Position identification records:
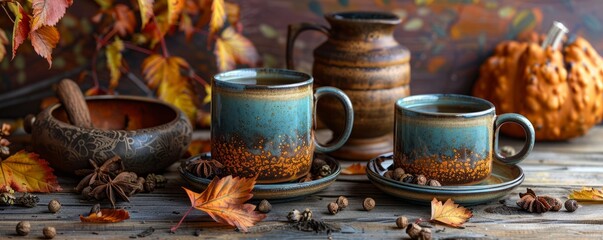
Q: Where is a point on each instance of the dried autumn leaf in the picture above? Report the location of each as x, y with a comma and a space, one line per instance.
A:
157, 69
146, 11
26, 172
224, 201
450, 213
124, 19
233, 48
48, 12
354, 169
217, 17
587, 194
3, 41
180, 94
174, 10
114, 61
107, 215
20, 27
44, 39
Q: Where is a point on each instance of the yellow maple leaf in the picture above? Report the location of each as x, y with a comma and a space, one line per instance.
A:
114, 61
450, 213
354, 169
26, 172
233, 48
587, 194
224, 201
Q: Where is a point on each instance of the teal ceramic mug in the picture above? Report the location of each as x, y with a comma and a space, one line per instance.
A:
452, 138
262, 123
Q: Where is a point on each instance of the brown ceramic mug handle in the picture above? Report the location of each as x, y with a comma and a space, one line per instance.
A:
75, 105
293, 31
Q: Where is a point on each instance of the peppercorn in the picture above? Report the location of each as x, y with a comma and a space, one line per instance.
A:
434, 183
420, 179
402, 222
425, 234
571, 205
333, 208
294, 216
407, 178
54, 206
49, 232
398, 172
23, 228
325, 170
413, 230
264, 206
342, 202
368, 204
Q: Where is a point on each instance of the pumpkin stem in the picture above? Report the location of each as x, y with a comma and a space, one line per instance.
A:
555, 35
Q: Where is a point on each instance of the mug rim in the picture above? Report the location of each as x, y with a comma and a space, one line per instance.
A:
406, 104
225, 78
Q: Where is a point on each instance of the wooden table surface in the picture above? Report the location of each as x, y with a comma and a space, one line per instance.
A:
553, 169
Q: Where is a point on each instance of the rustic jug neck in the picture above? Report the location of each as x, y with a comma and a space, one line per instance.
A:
362, 26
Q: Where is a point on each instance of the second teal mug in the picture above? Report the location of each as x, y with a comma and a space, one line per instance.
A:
262, 123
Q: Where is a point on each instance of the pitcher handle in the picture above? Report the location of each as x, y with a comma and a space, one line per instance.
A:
349, 117
527, 146
293, 31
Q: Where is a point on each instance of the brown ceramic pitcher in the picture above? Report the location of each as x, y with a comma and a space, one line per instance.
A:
362, 58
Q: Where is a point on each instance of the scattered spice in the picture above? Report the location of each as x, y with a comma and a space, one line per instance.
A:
49, 232
333, 208
402, 222
28, 200
368, 204
535, 204
23, 228
342, 202
54, 206
264, 206
571, 205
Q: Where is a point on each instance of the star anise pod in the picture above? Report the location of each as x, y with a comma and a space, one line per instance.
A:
110, 168
203, 167
123, 186
535, 204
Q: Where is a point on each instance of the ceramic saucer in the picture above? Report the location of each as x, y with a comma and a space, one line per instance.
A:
503, 179
288, 190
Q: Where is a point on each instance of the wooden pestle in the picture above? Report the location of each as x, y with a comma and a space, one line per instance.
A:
71, 97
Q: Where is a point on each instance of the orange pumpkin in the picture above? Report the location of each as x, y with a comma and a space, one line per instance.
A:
559, 91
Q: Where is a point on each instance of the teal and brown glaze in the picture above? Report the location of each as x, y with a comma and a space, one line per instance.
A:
451, 137
262, 123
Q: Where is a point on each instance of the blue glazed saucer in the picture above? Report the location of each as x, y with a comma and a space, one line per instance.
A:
288, 190
503, 179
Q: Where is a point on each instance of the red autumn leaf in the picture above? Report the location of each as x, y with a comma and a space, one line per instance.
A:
3, 42
114, 61
146, 11
175, 8
224, 201
26, 172
233, 48
450, 213
107, 215
48, 12
157, 69
354, 169
218, 15
21, 26
44, 39
124, 19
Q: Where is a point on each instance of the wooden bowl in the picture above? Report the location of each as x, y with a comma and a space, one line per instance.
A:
147, 134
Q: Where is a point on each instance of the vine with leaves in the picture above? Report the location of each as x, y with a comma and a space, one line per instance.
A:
121, 30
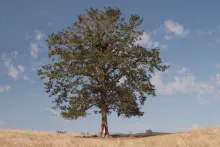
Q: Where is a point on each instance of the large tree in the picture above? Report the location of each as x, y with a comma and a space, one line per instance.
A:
97, 63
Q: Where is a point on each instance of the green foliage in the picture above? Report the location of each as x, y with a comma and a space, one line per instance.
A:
89, 59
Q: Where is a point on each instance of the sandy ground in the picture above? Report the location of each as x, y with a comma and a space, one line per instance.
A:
207, 137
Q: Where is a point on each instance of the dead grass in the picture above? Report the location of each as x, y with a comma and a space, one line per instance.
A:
207, 137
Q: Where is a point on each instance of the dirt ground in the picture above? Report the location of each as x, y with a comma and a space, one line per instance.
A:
207, 137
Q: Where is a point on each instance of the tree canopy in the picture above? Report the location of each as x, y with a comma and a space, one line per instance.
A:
97, 63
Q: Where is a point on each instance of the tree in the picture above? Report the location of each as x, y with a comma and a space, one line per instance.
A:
97, 63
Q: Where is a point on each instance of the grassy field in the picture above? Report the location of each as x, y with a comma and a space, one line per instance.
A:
207, 137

### SHORT EXERCISE
Restate the data above word for word. Skip every picture.

### EXERCISE OUTPUT
Q: Where is a point on each instance of the dried autumn leaf in the picture above? Report the location of each as x, y with a comma and a space, one line per instance.
A:
157, 69
146, 11
26, 172
224, 201
450, 213
124, 19
233, 48
48, 12
354, 169
217, 17
587, 194
3, 41
180, 94
174, 10
114, 61
107, 215
20, 27
44, 39
Q: Where is a point on each instance of the yellow maple leaf in the picture above? Report the location of each as x, y with a comma and a space, one line per instance.
A:
114, 61
450, 213
354, 169
26, 172
233, 48
587, 194
224, 201
Q: Where is a point on each instance of the teal ceramic mug in the picture above? Report the location of each as x, y with a comma and a space, one line per instance.
A:
452, 138
262, 123
Q: Where is a point on each instance of the brown ceramic mug handle in the picture above? Report the location of each as x, y with a comma and a space, one line per instance.
A:
75, 105
293, 31
Q: Where is a point on each instance of the peppercorn in the picture above? Report the location of each as x, y with a comma and a space, one line per instance.
A:
434, 183
420, 179
402, 222
425, 234
571, 205
333, 208
294, 216
407, 178
54, 206
49, 232
398, 172
23, 228
325, 170
413, 230
264, 206
342, 202
368, 204
Q: Where is a point on each instance of the pumpkin stem in the picture above? Report the location of each as x, y with a comma and a space, one line per instance.
A:
555, 35
Q: Where is a point on each instance of the mug rim in the picture above? Report the location of each as x, y with a comma and a space, one line per instance.
A:
406, 104
225, 78
Q: Where is a point on each instance of the wooden table surface in the picture above? Report the location of each as x, y with a comma and a space, one line per instance.
A:
553, 169
Q: Where is a point on each instance of the rustic jug neck in the picture above? Report the location of each as x, y with a comma and a space, one line per instance.
A:
362, 26
Q: Where is a point on each instance of the second teal mug in the picture above? Report the location of each as x, y with a comma and a space, one line per instance.
A:
262, 123
Q: Where is a point on each instance of the pitcher handle in the picture above? Report the location of each as x, y with a comma and a space, one line per instance.
A:
349, 117
527, 146
293, 31
Q: Where is a point on each instance of the brown ceramic pitcher in the picture above? Report the location of each as x, y with a comma and a space, one line per instance.
A:
362, 58
Q: Where is a point on each instance of the scattered spice in the picture above? Report the location of each as x, y with a comma and a space, one line per instance.
A:
49, 232
333, 208
402, 222
28, 200
368, 204
535, 204
23, 228
342, 202
54, 206
264, 206
571, 205
Q: Where is a point on each instance of the star anise pod in the picture above? Report the location of each as x, y with a comma and a space, one line per instance.
A:
110, 168
203, 167
123, 186
535, 204
Q: Where is a point on each instance of the ceramic saucer in the picture above? Report the location of each as x, y with a comma and a space, one line per instance.
A:
503, 179
288, 190
Q: Where is a point on each instance of the wooden pestle in the picture above? Report the location of each as x, y with a comma and a space, one line per instance.
A:
71, 97
Q: Where is a point on each instance of the orange pumpkin in the picture above? Report the location of each as x, y with a comma and a space, one line per instance.
A:
559, 91
Q: Where is a point on each instance of the teal and brown glaze in the picture above? Report the location of each as x, y with a comma and a space, one line per instance.
A:
451, 137
262, 123
Q: Where is a point on each instance of the blue glazed saucer in the picture above? Report the location of each as x, y with a comma and a space, one line per instance.
A:
288, 190
503, 179
Q: Where is a point on each instance of the red autumn leaf in the picture above? Report the location of each as x, y with a comma and a space, one line per instance.
A:
3, 42
114, 61
146, 11
175, 8
224, 201
26, 172
233, 48
450, 213
107, 215
48, 12
157, 69
354, 169
218, 15
21, 26
44, 39
124, 19
Q: Where is a point on each instance of the wooden bowl in the picture above? Report the location of each as x, y with a comma and a space, one line per instance.
A:
147, 134
Q: Where is a point on each instance of the vine with leaves in the picture above? Report the location of each as x, y with a comma and a space, one line per instance.
A:
121, 30
Q: Where is a point on each instance of the large tree in the picture above? Report the location of each as x, y with a comma and a space, one line per instance.
A:
97, 63
Q: Where is a point on each instance of the green foliage in the picture above? Report the location of each as x, y with a comma and a space, one line per instance.
A:
89, 59
Q: Where is a point on each instance of the sandy ground in the picture above? Report the location of each as x, y with a comma and a space, one line per instance.
A:
207, 137
Q: Where is a point on each instance of the dead grass in the picture above? Report the location of each as x, y with a comma and a space, one line per instance.
A:
207, 137
Q: Where is a point on each instance of the dirt ground in the picture above? Report the location of each as x, y with a comma and a space, one line per instance.
A:
207, 137
Q: Where is a point on each instance of the tree canopy in the picture above? Report the location of each as x, y with a comma and a space, one line per instance.
A:
97, 63
Q: Where is a point on each instance of the tree in the picture above? Report the location of each as x, y with a comma and a space, one line per instance.
A:
97, 63
Q: Where is a point on each instance of the grassy field in the picture above? Report the location of each as x, y with a comma and a space, one line per instance.
A:
207, 137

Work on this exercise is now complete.